◆ **Texto extraído**:
=====
Escribir nos obliga a viajar en el tiempo y en la imaginación, hasta momentos que transformaron nuestras vidas: sutiles brisas cálidas en medio de inviernos inclementes. 

Viajar nos obliga a leer el funcionamiento del mundo que caminamos: leemos sus lógicas y escribimos con nuestros pasos. Y es imposible volver a casa sin habernos enamorado perdidamente de algún atardecer, algún sabor o algún ritmo. 

Y amar es tatuarnos para siempre la sonrisa de esa persona, recordar su voz cuando estás lejos, y añorar un abrazo lento y caluroso. Amar es aprovechar cada instante de soledad para jugar en los laberintos de la memoria, y perderse intencionalmente en el recuerdo de algún día perfecto.
 

Escribir, viajar y amar son formas de dar; oportunidades para dar. Son muestras de confianza en el mundo; son maneras de volver a nacer:

La primera palabra en una hoja en blanco;
El primer paso en una nueva ciudad.
El primer beso a esa persona que te deslumbra. 

Son partos, lentos, llenos de emoción por lo que vendrá, inundados de miedo por los peligros que implica empezar algo sin saber cómo va a terminar.

Escribir es más grande que el texto escrito. 

Viajar es más grande que el viaje concluido. 

Amar es más grande que el amor experimentado. 

No por terminarse dejan de ser parte de nosotros. Seguirán ahí, caminarán a nuestro lado y hasta determinarán nuestras futuras decisiones: somos los libros que hemos leído y escrito, los viajes que hemos hecho y soñado, los amores que hemos vivido y los que aún no llegan.

Hoy estoy lejos, es la una de la mañana; estoy en la mitad del mundo, a 800 km de la gente que amo, y solo me viene a la mente escribir lo que me llena el corazón: tu recuerdo.

Hay detalles que recuerdo como si los estuviera viviendo, y otros que se han desvanecido lentamente. Tu sonrisa la recuerdo, y tus carcajadas estruendosas también, desde el primer día. El ritmo de tu cadera como péndulo nuevo todavía me hace mover la cabeza. Y la picardía de tu mirada siempre me encantó: una niña de fuego que sabía muy bien cuánto poder tenía.


Salías a mitad de clase, todas las clases, y volvías con chocolates y una sonrisa con la que confesabas tu adicción, y la vez te disculpabas un poco por salir todos los días. 

No tardé mucho en reaccionar "tráeme un dulce a mí también". Sonreíste al salir; al entrar, pusiste una burbuja sobre el escritorio, sonreíste una vez más y caminaste despacito entre las sillas, alejándote. El tic tac de tus caderas marcó sin prisa el instante más largo de mi vida: te miré mientras me sonreías, pero cuando giraste, sentí encima mío la mirada de todo el curso, y bajé la cabeza de inmediato, seguí escribiendo (haciendo que escribía), mientras veía tu sombra alejarse. Levantar la mirada y disfrutar el tum tum de tu trasero habría sido igual a escribir "te deseo" en el tablero. Me diste un espectáculo privado, pero sabías que no podía disfrutarlo, y eso te encantaba.
=====
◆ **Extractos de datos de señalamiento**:
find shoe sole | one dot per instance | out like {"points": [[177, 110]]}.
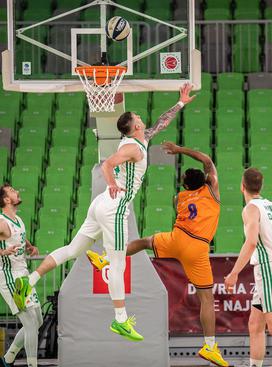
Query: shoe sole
{"points": [[17, 294], [124, 336], [206, 359]]}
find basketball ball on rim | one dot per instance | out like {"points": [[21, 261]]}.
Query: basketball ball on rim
{"points": [[117, 28]]}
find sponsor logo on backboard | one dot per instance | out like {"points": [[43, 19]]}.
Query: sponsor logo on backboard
{"points": [[170, 62], [101, 279]]}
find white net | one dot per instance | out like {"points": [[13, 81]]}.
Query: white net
{"points": [[101, 96]]}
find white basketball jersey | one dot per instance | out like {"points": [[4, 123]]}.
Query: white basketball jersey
{"points": [[130, 175], [15, 262], [263, 251]]}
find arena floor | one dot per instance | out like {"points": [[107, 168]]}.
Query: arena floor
{"points": [[185, 362]]}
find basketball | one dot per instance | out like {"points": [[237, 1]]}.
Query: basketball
{"points": [[117, 28]]}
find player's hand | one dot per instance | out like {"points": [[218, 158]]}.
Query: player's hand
{"points": [[184, 93], [32, 250], [230, 281], [114, 189], [170, 148], [12, 250]]}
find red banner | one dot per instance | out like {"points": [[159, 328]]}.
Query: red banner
{"points": [[232, 311], [100, 279]]}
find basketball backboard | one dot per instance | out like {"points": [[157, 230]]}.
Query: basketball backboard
{"points": [[42, 54]]}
=====
◆ **Ejercicio escrito 1**: En el texto sobre escribir, viajar y amar, ¿a qué distancia de la gente que ama dice encontrarse quien escribe?
◆ **Ejercicio escrito 2**: Reescribe los registros como una lista numerada, sin las líneas en blanco. No incluyas la imagen en la respuesta.

◆ **Respuesta esperada 1**: A 800 km.

◆ **Respuesta esperada 2**:
1. find shoe sole | one dot per instance | out like {"points": [[177, 110]]}.
2. Query: shoe sole
3. {"points": [[17, 294], [124, 336], [206, 359]]}
4. find basketball ball on rim | one dot per instance | out like {"points": [[21, 261]]}.
5. Query: basketball ball on rim
6. {"points": [[117, 28]]}
7. find sponsor logo on backboard | one dot per instance | out like {"points": [[43, 19]]}.
8. Query: sponsor logo on backboard
9. {"points": [[170, 62], [101, 279]]}
10. find white net | one dot per instance | out like {"points": [[13, 81]]}.
11. Query: white net
12. {"points": [[101, 96]]}
13. find white basketball jersey | one dot per instance | out like {"points": [[4, 123]]}.
14. Query: white basketball jersey
15. {"points": [[130, 175], [15, 262], [263, 251]]}
16. find arena floor | one dot per instance | out like {"points": [[107, 168]]}.
17. Query: arena floor
18. {"points": [[185, 362]]}
19. find basketball | one dot per instance | out like {"points": [[237, 1]]}.
20. Query: basketball
21. {"points": [[117, 28]]}
22. find player's hand | one dot per instance | out like {"points": [[218, 158]]}.
23. Query: player's hand
24. {"points": [[184, 93], [32, 250], [230, 281], [114, 189], [170, 148], [12, 250]]}
25. find red banner | one dot per instance | out like {"points": [[159, 328]]}.
26. Query: red banner
27. {"points": [[232, 311], [100, 279]]}
28. find basketball backboard | one dot per instance | out like {"points": [[157, 230]]}.
29. Query: basketball backboard
30. {"points": [[42, 54]]}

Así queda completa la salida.